- TASK TO CARRY OUT:
Answer these from the pen-turning account below:
(a) Which kit were all the finished pens made from?
(b) Why were three blanks mounted on the mandrel instead of two?
(c) What finish was applied while the pens spun?

- SUPPLIED TEXT:

I just knew I’d like turning pens, so I got myself a starter kit last summer. I glued up the tubes in the blanks and paired up the blanks as best I could for matching grain… a fool’s errand with the random set they provided. Looks and works a bit like mahogany, I’m not positive but it could be rosewood. At least that’s what the sample kits are now (from Penn State).

Life somehow got in the way and I never got around to making those pens, despite buying a book, all the tools I’d need and so on. I even picked up a large box of blanks for cheap – so long ago now I don’t know the species! At one point I’d picked out several projects I could make for just about everyone for christmas, in the end I only made the one screwdriver.

The moment passed and I all but forgot about them.

The freak weather this week gave me an unexpected morning off from work. I had power, but the jobsite didn’t, so I headed downstairs to work on my next box in the series, and with the lid and base glued and clamped (and no phonecall saying the power was back up), I looked around for another quick project.

Suddenly I remembered the pens, and thought I’d take a stab at them. At the very least make one, see how that goes, and when I have more time I can really get into it.

I had a little trouble getting the blanks secure on the mandrel I had, not enough bushings, so I mounted three blanks instead of two and started turning. In no time at all I was done. Turned, sanded, oiled and assembled.

Well, that was easy…. Lets try another!

Had a few assembly problems. Jammed in the turning mechanism too far so it won’t fully retract. (I took this one into work, if anyone tries to steal it, they’ll discover it won’t close!)

Lesson learned onto number three…. and four!

Oh, I know, lets skip the band in the middle so I can make a bigger one!

These are all the basic 7mm slimline kit. I’m already anxous to try making some beefier pens. These are all a little hard for me to write with. Too small and too short.

I was pleased with how well the woods went together after finishing. Sanded to 500 spinning, then hand sanded again with the grain. Then I applied a little boiled linseed oil as they spun.

For my first batch I’m really happy with how they came out. I’m already looking for the next ones to buy! This is an addictive little hobby here. Nice quick projects. Instant gratification!

- COLLECTED DATA:

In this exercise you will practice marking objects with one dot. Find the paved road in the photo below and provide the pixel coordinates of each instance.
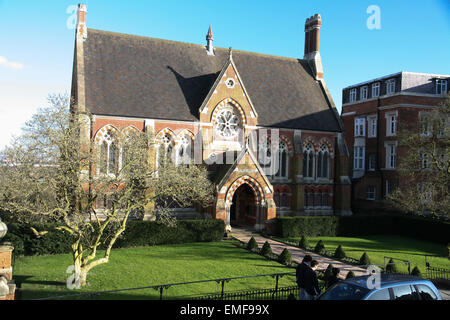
(297, 254)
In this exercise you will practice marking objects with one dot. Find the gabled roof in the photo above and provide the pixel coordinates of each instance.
(133, 76)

- CORRECT OUTPUT:
(a) The basic 7mm slimline kit.
(b) There were not enough bushings.
(c) Boiled linseed oil.